─── Given entries ───

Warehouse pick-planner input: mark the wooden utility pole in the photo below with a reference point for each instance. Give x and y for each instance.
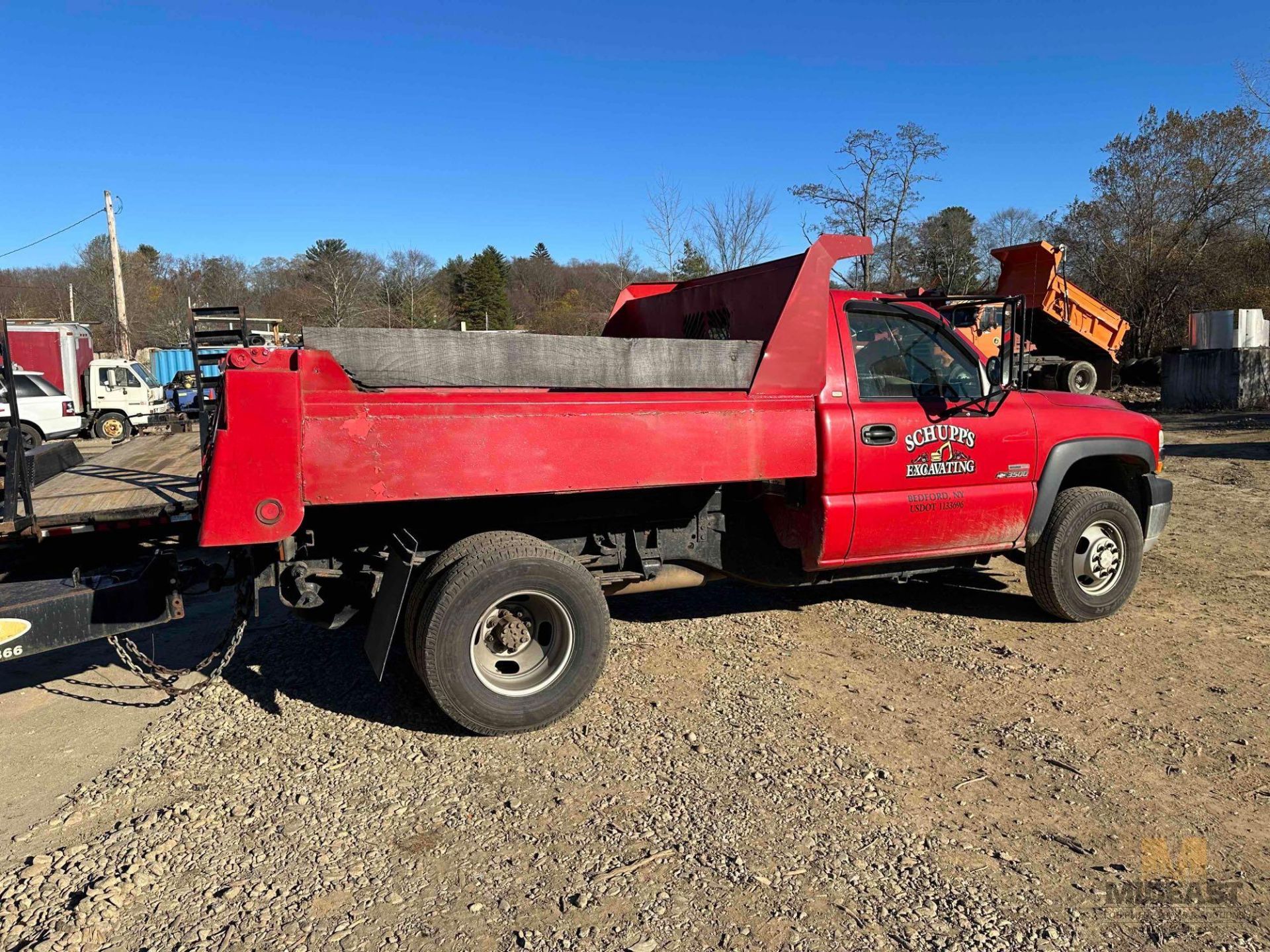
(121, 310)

───
─── Given entries ───

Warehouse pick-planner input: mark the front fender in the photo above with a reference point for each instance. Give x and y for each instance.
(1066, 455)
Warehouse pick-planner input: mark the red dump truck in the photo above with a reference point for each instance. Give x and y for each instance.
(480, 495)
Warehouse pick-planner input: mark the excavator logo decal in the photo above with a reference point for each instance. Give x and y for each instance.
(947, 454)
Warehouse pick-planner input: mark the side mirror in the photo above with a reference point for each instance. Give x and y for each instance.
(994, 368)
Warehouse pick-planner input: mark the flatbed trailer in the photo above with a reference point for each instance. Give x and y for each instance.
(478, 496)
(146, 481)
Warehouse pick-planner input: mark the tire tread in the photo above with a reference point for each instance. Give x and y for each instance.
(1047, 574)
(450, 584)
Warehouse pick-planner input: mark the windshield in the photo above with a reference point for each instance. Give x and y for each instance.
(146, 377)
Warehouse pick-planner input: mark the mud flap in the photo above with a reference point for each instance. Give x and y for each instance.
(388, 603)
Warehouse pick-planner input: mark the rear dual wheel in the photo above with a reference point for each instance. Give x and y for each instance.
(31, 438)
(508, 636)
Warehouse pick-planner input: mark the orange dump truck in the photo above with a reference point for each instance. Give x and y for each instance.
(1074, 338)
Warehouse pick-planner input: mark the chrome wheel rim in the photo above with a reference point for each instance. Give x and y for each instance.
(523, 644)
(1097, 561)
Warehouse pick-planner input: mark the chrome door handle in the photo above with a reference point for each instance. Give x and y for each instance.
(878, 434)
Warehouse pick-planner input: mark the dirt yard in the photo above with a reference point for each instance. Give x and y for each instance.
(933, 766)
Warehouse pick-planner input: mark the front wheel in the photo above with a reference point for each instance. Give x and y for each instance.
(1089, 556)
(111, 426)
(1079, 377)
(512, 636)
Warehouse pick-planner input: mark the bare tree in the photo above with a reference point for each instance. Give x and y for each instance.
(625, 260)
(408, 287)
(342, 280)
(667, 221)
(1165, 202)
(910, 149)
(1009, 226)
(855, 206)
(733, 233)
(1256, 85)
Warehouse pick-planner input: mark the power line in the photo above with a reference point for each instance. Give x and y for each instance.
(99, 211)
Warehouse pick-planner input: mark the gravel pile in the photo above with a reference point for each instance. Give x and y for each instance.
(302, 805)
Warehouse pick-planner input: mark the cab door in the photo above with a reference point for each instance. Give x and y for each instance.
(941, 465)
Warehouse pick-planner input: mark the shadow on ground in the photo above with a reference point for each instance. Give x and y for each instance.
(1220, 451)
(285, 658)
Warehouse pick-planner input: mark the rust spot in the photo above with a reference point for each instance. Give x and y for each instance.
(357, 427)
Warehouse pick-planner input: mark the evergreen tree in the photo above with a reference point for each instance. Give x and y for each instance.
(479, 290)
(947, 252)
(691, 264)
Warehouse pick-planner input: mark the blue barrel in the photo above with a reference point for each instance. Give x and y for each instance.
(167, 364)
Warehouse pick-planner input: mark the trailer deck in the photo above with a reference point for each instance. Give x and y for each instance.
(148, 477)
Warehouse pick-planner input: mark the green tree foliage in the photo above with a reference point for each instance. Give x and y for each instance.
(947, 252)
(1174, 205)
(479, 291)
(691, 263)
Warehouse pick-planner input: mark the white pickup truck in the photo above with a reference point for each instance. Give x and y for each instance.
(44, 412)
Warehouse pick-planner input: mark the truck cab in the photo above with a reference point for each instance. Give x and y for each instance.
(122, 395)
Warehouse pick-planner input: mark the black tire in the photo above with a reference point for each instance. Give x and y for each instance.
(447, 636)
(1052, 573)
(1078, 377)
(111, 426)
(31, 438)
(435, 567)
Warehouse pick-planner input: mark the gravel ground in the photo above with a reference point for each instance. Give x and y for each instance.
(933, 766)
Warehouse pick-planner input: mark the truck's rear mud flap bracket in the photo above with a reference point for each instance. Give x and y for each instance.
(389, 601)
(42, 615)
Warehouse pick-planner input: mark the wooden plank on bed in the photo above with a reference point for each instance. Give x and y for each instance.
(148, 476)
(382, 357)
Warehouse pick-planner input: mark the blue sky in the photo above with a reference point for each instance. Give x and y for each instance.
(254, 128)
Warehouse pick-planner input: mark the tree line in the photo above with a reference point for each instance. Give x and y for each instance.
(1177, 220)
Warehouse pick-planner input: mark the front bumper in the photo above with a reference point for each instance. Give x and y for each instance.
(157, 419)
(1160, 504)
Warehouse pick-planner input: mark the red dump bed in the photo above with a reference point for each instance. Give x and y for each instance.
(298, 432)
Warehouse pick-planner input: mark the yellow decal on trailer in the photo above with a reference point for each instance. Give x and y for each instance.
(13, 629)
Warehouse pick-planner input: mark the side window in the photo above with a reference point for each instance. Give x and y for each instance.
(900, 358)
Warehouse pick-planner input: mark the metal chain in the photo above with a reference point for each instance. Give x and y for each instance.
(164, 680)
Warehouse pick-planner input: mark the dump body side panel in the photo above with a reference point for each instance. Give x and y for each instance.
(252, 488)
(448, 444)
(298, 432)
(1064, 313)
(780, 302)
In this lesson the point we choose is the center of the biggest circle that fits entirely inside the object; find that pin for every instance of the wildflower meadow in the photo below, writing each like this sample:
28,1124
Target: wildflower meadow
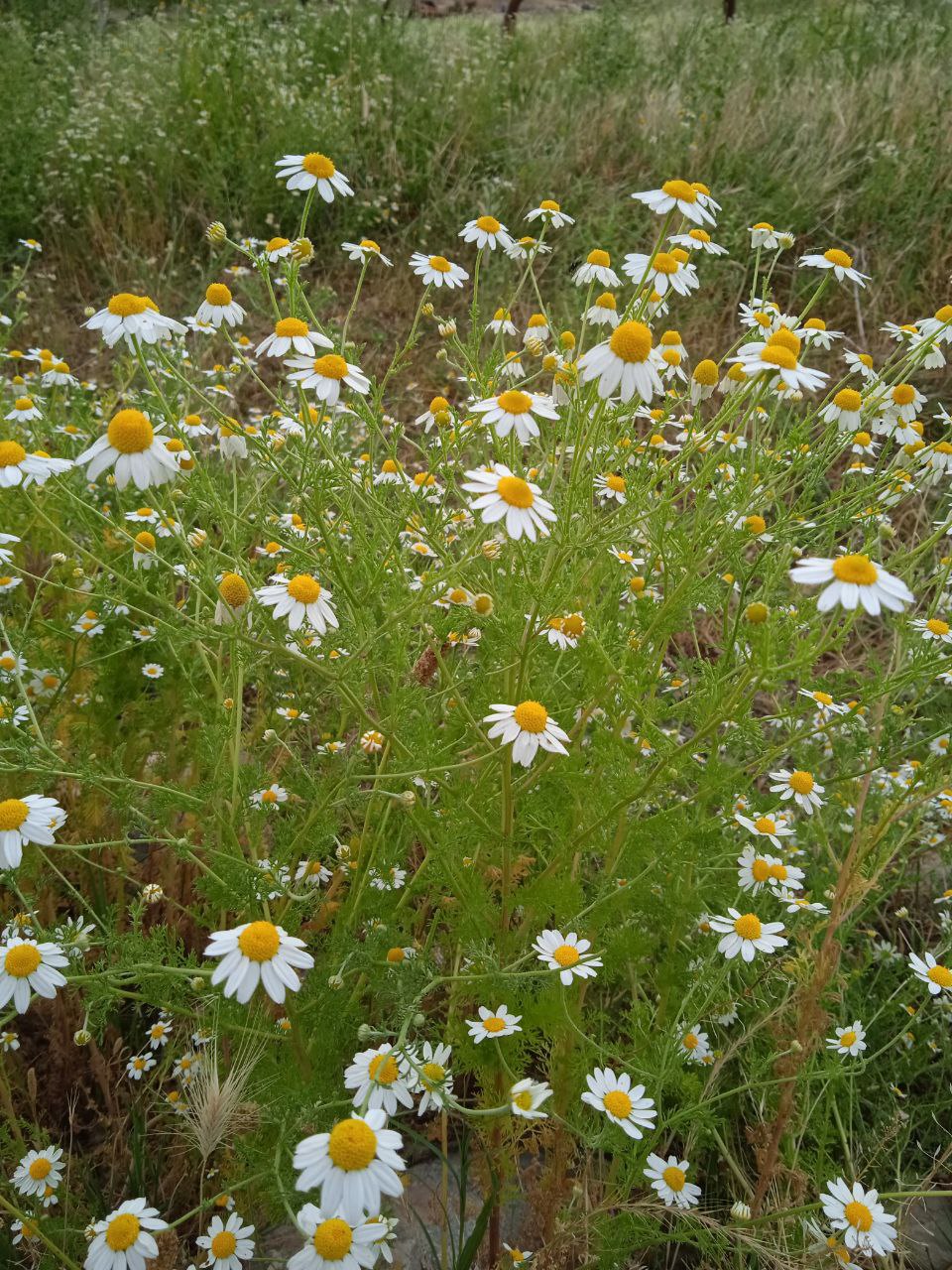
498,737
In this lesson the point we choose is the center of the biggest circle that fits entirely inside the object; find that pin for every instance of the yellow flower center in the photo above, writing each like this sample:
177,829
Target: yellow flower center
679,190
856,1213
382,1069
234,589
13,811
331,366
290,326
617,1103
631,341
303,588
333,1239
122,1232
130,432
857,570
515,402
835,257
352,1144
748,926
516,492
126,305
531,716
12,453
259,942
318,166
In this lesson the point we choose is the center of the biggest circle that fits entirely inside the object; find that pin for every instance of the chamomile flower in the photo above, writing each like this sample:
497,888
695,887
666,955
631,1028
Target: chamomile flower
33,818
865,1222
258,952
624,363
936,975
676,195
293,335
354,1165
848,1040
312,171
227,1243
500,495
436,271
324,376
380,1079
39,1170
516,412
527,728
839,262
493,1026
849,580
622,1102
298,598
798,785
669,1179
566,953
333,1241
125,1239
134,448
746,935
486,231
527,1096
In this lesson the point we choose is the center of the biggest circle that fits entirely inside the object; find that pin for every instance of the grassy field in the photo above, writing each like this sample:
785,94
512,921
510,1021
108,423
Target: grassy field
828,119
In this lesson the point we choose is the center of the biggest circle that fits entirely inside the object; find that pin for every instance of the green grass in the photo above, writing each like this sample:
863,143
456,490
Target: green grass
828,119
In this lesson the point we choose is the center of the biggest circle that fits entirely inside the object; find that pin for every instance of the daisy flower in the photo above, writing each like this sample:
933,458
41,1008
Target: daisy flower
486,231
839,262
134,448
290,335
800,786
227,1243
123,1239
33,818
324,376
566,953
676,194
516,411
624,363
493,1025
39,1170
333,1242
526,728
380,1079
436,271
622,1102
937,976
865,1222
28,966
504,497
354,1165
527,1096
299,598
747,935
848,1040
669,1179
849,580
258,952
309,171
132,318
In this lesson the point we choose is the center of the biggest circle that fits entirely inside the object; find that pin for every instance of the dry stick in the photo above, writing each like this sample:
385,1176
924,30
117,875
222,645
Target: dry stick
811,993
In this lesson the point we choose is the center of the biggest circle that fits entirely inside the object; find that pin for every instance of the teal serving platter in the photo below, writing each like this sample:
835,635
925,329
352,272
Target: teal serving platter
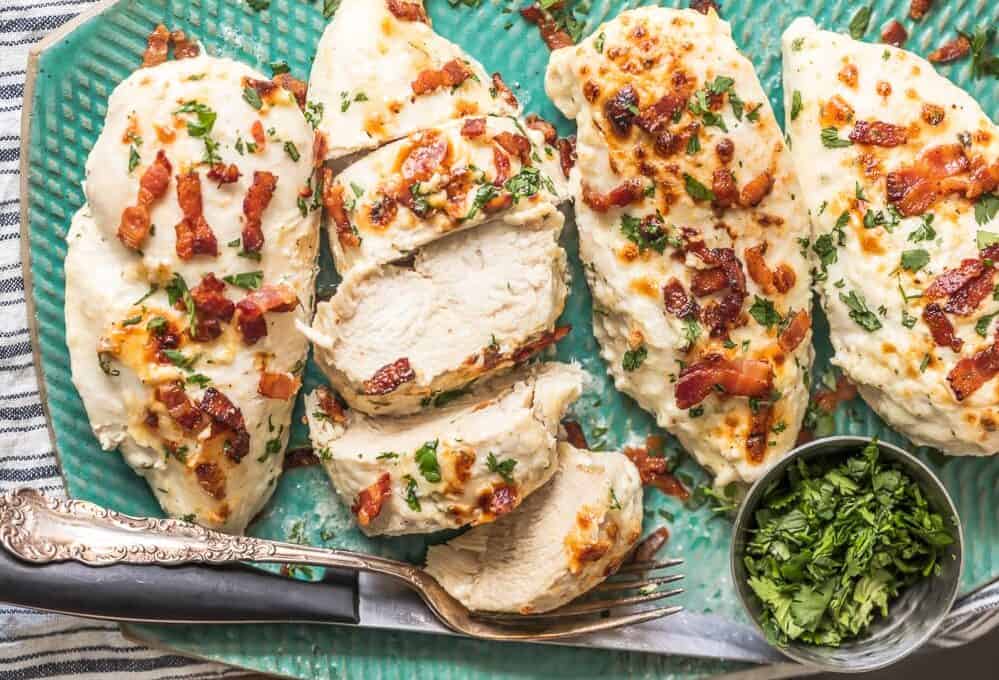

───

What you are asked to do
Rescale the records from the line with "of the grassy" to the line with "Target: teal serving platter", both ends included, and give all those lines again, requests and all. Multiply each answer coordinate by 0.4 and round to whole numbers with halves going up, leaving the numbers in the requests and their format samples unchanged.

Reply to the exercise
In this lesson the point we choose is the center of the biggest circle that fits entirely inside the object; find that pin for every instance of the grassy field in the photo above, writing each like this sample:
785,94
512,921
510,1021
108,423
Target: grassy field
331,48
In this lesson the point we choose is the center of the biggest circle that fits entirely inside the object; find that pin for every instance of the green grass in the photo above, writing each like this sample:
863,143
456,490
Target: green grass
331,48
In this lesson the point we choose is the center of the biggest circle that fits entirely inside the object; find that pin for every instance of the daisy flower in the photo above, writing each like this sample:
933,458
41,1008
Target: daisy flower
194,92
336,105
54,179
116,134
320,314
91,497
49,496
13,327
130,150
226,381
270,78
206,164
250,145
197,410
16,468
133,497
210,291
152,432
174,108
249,441
375,390
346,489
11,386
202,199
142,466
211,438
120,239
299,374
339,416
268,472
340,232
103,381
124,68
53,127
In this lesson the point we choose is the center of the biggest circle that fits entirely inside the object; find that pin for every instance of the dry stick in the photo above, writing each like this sample:
385,1176
924,30
117,875
222,645
Target: dry stick
324,397
In this lesson the point we choose is the center of the biggest circle that fits entirely inside the object; find that pin for every instance of the teal serving platter in the photo below, writing each like this sample:
835,635
925,329
352,272
Target: teal serving platter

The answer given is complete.